◆ **Material for this exercise**
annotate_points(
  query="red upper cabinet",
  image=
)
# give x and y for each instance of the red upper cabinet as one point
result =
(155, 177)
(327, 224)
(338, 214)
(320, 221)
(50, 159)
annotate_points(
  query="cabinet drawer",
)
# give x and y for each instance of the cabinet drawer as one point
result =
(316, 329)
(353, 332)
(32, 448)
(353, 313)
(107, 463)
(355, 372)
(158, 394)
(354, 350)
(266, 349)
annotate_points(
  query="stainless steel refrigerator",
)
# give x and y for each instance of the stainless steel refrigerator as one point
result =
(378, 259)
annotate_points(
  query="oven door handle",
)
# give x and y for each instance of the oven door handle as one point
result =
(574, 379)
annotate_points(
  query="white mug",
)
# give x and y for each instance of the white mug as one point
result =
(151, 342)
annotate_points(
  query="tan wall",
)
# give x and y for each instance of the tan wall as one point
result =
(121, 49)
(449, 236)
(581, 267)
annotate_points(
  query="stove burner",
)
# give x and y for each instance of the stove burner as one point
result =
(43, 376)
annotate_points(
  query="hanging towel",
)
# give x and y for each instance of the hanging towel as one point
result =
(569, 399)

---

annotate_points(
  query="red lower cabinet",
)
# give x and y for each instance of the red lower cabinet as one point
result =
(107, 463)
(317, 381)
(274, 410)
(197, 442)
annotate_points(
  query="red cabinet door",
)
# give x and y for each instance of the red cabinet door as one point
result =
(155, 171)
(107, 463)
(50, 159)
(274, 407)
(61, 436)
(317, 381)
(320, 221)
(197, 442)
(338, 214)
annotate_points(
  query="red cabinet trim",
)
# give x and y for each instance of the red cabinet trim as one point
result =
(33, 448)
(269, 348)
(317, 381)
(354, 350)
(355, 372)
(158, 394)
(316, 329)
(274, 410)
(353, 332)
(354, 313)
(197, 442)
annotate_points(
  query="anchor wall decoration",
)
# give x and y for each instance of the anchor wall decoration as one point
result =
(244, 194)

---

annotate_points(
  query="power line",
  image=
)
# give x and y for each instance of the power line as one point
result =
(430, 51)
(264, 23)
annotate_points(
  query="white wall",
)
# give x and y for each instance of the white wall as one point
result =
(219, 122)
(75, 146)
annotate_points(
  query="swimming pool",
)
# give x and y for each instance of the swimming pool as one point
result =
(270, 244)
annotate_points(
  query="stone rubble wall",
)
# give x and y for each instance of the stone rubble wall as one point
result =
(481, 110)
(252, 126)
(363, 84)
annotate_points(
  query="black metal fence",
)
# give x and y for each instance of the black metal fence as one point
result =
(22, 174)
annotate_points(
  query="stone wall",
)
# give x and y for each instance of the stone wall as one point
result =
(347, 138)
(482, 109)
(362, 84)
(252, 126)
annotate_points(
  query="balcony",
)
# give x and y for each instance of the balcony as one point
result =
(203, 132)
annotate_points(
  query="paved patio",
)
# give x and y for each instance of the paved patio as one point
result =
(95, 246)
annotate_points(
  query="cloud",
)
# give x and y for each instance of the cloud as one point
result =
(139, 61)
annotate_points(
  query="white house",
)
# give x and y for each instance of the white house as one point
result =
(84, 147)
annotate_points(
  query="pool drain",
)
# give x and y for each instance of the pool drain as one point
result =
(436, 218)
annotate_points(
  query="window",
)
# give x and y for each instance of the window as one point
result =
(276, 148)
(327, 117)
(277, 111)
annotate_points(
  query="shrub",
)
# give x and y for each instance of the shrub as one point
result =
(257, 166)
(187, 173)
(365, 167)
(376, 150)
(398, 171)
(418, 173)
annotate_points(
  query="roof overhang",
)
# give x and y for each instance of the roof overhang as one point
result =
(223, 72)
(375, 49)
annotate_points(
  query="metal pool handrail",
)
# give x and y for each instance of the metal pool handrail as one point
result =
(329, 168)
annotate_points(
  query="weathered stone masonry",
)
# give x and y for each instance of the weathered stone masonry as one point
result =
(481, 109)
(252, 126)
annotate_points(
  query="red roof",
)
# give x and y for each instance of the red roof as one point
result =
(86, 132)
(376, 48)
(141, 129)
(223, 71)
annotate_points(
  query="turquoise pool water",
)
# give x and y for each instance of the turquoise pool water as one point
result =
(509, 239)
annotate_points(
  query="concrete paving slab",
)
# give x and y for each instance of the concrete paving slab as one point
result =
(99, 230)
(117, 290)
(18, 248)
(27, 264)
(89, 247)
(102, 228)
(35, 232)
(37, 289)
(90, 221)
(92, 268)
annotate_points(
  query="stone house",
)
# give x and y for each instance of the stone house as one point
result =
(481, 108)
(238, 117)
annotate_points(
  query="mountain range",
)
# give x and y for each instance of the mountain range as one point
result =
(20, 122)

◆ **Directive**
Return every line of the records that contains the string "steel", matching case exactly.

◆ **Exercise output**
  query="stainless steel refrigerator",
# give x and y for each instance of the stainless steel refrigerator as one point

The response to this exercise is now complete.